══ Provided entries

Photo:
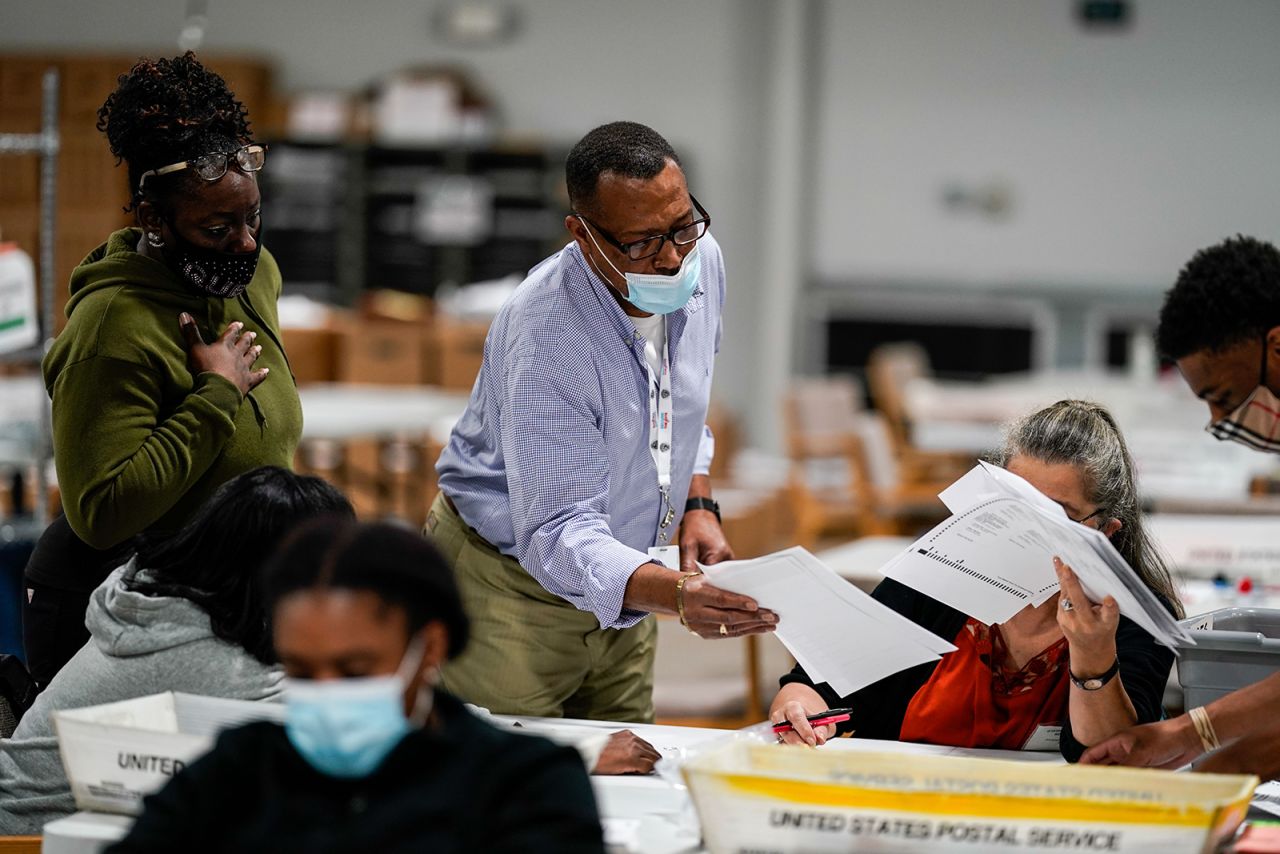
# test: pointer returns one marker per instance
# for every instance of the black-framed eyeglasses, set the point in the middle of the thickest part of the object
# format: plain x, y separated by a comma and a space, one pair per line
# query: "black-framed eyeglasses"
211, 167
650, 246
1098, 514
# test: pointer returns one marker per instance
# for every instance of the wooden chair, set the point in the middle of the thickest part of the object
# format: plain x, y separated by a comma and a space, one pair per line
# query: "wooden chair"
821, 416
890, 369
846, 475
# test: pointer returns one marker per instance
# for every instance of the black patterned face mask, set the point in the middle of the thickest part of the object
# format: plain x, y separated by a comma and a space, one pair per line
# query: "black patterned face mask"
219, 274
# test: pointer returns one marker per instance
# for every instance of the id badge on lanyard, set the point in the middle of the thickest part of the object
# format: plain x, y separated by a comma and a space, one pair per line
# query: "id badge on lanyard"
659, 441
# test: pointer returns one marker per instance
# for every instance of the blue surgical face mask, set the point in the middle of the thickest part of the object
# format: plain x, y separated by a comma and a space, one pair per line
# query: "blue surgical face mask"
654, 292
346, 727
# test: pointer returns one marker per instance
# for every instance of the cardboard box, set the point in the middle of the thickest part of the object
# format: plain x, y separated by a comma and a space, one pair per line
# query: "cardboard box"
453, 354
312, 354
118, 753
766, 797
385, 352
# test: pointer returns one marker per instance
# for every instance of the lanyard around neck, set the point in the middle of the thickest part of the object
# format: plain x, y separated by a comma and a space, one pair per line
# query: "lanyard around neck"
661, 430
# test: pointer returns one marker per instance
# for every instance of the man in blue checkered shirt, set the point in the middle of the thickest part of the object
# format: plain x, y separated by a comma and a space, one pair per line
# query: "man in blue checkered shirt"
583, 457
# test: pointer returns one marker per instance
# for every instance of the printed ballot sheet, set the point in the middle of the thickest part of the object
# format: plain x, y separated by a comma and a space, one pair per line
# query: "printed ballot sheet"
837, 633
995, 556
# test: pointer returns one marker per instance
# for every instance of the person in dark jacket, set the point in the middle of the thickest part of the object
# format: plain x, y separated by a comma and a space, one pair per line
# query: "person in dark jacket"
170, 375
1066, 674
371, 757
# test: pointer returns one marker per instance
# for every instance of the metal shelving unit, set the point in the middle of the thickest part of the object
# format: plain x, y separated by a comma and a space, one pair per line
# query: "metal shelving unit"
45, 144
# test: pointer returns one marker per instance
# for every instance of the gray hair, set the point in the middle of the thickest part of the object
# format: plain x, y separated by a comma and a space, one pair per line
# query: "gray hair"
1084, 434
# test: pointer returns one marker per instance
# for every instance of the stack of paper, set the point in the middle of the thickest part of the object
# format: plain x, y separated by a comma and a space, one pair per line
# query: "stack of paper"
837, 633
995, 556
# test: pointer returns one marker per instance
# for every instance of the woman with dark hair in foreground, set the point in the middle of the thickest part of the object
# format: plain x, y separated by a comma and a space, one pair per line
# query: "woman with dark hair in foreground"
186, 615
371, 756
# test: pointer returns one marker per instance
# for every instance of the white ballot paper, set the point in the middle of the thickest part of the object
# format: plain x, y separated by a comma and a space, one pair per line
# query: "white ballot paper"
837, 633
995, 556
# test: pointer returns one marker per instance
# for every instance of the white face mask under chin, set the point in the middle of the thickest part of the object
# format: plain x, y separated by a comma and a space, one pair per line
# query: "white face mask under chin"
1255, 424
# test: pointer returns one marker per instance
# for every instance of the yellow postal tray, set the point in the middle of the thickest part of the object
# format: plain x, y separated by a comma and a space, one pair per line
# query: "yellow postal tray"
776, 799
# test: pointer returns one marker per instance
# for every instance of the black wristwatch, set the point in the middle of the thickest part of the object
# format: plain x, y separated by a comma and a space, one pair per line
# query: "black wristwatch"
1095, 683
703, 503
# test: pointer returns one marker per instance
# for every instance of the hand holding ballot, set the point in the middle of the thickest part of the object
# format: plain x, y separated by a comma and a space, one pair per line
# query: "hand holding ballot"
1056, 615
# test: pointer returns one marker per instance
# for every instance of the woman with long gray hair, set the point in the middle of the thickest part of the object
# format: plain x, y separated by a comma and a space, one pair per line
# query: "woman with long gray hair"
1063, 675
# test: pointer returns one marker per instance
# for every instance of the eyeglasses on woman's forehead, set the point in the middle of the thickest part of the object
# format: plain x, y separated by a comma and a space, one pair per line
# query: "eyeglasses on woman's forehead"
211, 167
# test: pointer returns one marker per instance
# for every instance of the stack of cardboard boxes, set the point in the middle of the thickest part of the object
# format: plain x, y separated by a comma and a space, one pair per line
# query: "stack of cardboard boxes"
393, 339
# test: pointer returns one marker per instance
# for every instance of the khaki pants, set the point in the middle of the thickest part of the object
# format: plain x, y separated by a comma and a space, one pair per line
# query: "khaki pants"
531, 652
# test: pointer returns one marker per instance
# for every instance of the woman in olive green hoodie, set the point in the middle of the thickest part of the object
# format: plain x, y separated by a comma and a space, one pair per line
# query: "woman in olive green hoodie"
149, 420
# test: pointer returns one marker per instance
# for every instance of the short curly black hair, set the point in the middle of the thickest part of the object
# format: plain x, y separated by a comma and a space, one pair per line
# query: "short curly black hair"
400, 566
625, 149
1225, 295
168, 110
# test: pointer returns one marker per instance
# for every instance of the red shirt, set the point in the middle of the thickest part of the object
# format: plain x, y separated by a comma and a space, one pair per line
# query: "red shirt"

════

**Exercise prompt**
Retype the entries word for word. Omit any images.

**Written response**
Photo:
# test: pointer returns one marker per instance
# for every instance of the black-framed eyeglasses, set the point in the middle of the thickest part of the object
# format: plain x, y separated by a comma and a space, one pair per line
# query: "black-framed eyeglasses"
211, 167
650, 246
1098, 514
# test: pointer returns one marker per instance
# for every instance of the wooden chair, set the point in the middle of the thickest part of the object
# format: plain x, y separated by a comma and a space, one pair per line
# query: "wooden chair"
821, 416
890, 369
846, 475
# test: pointer returns one marker per instance
# for every instance of the black patterned face mask, set the point in the middle of the thickest part of the object
# format: plain x, y separated by a comma and a space, one pair per line
# query: "black patterned face mask"
219, 274
# test: pointer returns one marker per instance
# for every instance of the id badge on lanyard, set the point in the middle of the thickest part of the object
# format: plain x, y separated by a comma and a space, one pair per line
# query: "id badge on lanyard"
659, 441
# test: pointer returns one marker per instance
# for every instance of the blue surgical face mask, set the point in the middle of the thickest part of the object
# format: plain x, y separated by a comma and a space, one pair per line
# query: "blue surgical face mask"
654, 292
346, 727
# test: pointer returns one marker per instance
# for every instance of the cardboard box, set the point in the middle of the thickest part of the object
# format: plain x, y separated by a comma and a space, one pair per line
# query: "cardboard box"
453, 354
312, 354
118, 753
766, 797
385, 352
# test: pointer returns one marker per instance
# for every instance of the lanyard around neck, set the point in the middle of the thickest part of the object
# format: plain x, y separated by a comma and a space, one pair per line
# query: "lanyard around neck"
661, 430
# test: pointer returns one marker per instance
# for every instance of the man in blue checkered shirt, set the point in the middle of the thickest part of the object
# format: plain x, y separated by a comma and a space, one pair per line
# query: "man in blue checkered shirt"
583, 457
# test: pointer returns one marker per instance
# for every instance of the printed ballot sheet, set the point in the middle of the thickest part of the object
# format: plain x, y separated by a comma and a space, one pair per line
# query: "printed ballot sheet"
837, 633
995, 556
# test: pointer returns one marker per instance
# for every instance of the person in dark jacket, set the point in the middle of the thickest part of the object
# format: plain x, y separated by a comma and a space, one pair per line
# query: "person in dark jacket"
170, 375
1066, 674
371, 757
# test: pointer returns one marker per instance
# for every instance of the metal shelving unit, set the point in the middle of the thickest part of the object
# format: plain x, y separated by a comma and a space, one pair per line
# query: "metal shelving unit"
45, 144
# test: pointer returns one marker per instance
# for every instance of the gray hair, set the point in the middle of the thickest part of the object
# format: plain x, y separated by a comma and a space, one pair per line
# query: "gray hair"
1084, 434
# test: pointer returns one marker per instance
# for every instance of the stack of paper, set the point in the middle of the thickest part of the object
# format: plain x, y separated by a comma and a space, one pair per line
# query: "stack of paper"
837, 633
995, 556
# test: pointer returns one marker per instance
# for every instance of the woman with dark hair in foreground, set the point in the middle of the thickest part of the object
# format: plain x, y separated by a comma and a space, one pair per line
# query: "woman with dark hair in foreground"
186, 615
371, 756
# test: pointer returns one marker per instance
# for every instance of the white ballot paper, set the point in the middle of the thickest part of the object
# format: plain x, y separated by a comma and a space, one pair per line
# query: "white ballot paper"
837, 633
995, 556
# test: pointer returns one marker per instance
# for every instance of the white face mask under chin, set the point in the middle of the thickest part of the object
# format: plain x, y separated by a comma and a space, one pair per line
# query: "white face mask under chin"
1255, 424
# test: pointer returns one marker per instance
# for every instance of the yellow postal tray, set the point in the middle of the thickest part of the object
# format: plain x, y separated by a comma and a space, one pair per line
# query: "yellow postal tray"
776, 799
# test: pointer returns one marker per instance
# for every instance of the black wristwatch, set the point in the middle of the thickest part of the object
# format: plain x, y separated by a comma and a space, one pair per line
# query: "black wristwatch"
1095, 683
703, 503
# test: pointer returns one marker per instance
# for every instance of the hand holding ballot, set the point in the middle of the thickest part of the object
# format: plain x, y separated by a comma and a space, one pair per line
# query: "hand holding ballot"
1056, 615
# test: pointer returns one marker per instance
# for every instance of the woman with long gray hair, set the point in the middle of the thickest part of the object
# format: plain x, y separated by a comma and a space, one pair per line
# query: "woman with long gray hair"
1063, 675
# test: pointer returns one marker per instance
# for every instance of the eyeglasses on woman's forehead, set the point in the middle of the thickest part of the object
# format: plain x, y separated by a comma and a space, one pair per line
# query: "eyeglasses on woman's forehead"
211, 167
# test: pointer returns one marker per instance
# for every instance of the stack of cardboard boxes, set the point in the middle of the thickest part of the object
# format: plain x, y separated by a comma and a space, one pair per line
# query: "stack of cardboard boxes"
393, 339
# test: pointer returns one marker per instance
# for every instance of the khaki pants, set the point in the middle of the thickest part of the object
# format: plain x, y separated by a comma and a space, one pair per line
# query: "khaki pants"
531, 652
# test: pointer returns one marker per instance
# for every instance of the woman in olive green hoodie, set the point in the middle of the thickest part of the object
# format: plain x, y separated by a comma and a space, one pair per line
# query: "woman in olive green hoodie"
149, 420
# test: pointer returns one marker per instance
# for every instance of the short curly black hair, set the point in the middle of the thickest part of the object
# format: plain x, y separated by a comma and a space, one pair per line
# query: "short curly black hair"
400, 566
625, 149
1225, 295
168, 110
# test: pointer returns one marker per instance
# for every instance of the red shirt, set the point in the middle of the thickest part of the object
# format: plain x, y separated by a comma and a space, one pair per line
# query: "red shirt"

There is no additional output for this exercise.